::: PROVIDED DATA :::
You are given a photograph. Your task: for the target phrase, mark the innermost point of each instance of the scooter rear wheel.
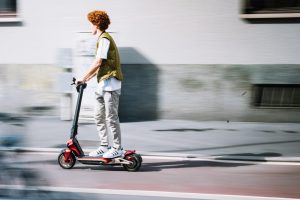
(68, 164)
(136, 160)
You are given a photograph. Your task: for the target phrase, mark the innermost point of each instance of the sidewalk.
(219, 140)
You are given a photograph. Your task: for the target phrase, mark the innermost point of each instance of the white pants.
:::
::: PROVIDED DATA :::
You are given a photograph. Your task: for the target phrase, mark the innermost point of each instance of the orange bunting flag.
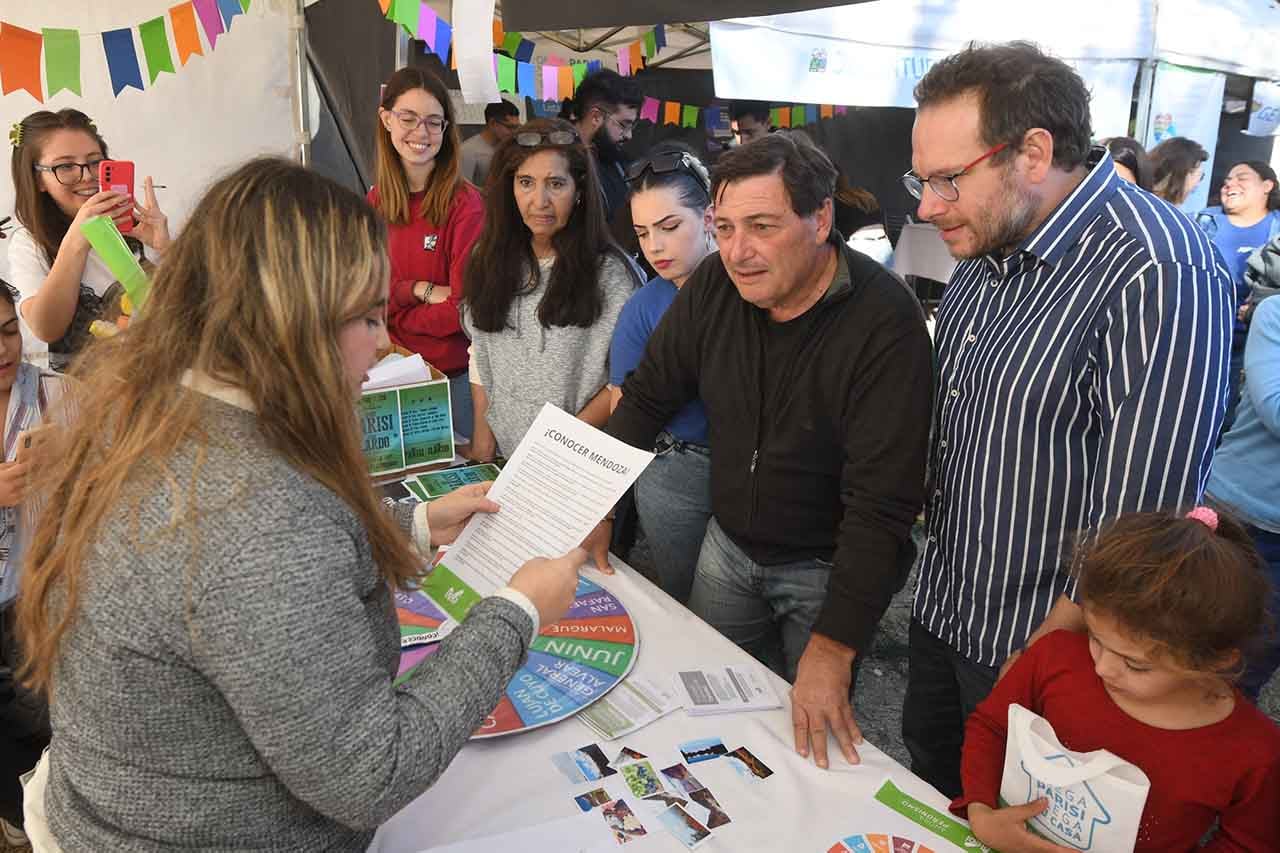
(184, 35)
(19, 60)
:::
PROBLEM REQUIREMENTS:
Reproduce the entries verbatim, beginning at the line that contains "scooter rear wheel." and stopping after the line that contains "the white pants.", with both of those lines included. Omit the pictures from the output.

REPLY TO THE EXERCISE:
You are given a photograph. Your task: for the target phrase, mark the innermost point of each instance of the scooter rear wheel.
(68, 164)
(136, 160)
You are given a photograph. Your task: for the target phrase, mark the innermost point of each instance of the sidewalk.
(219, 140)
You are given a photograph. Your task: for the target phrase, mark the innermost point of each instance of the white pants.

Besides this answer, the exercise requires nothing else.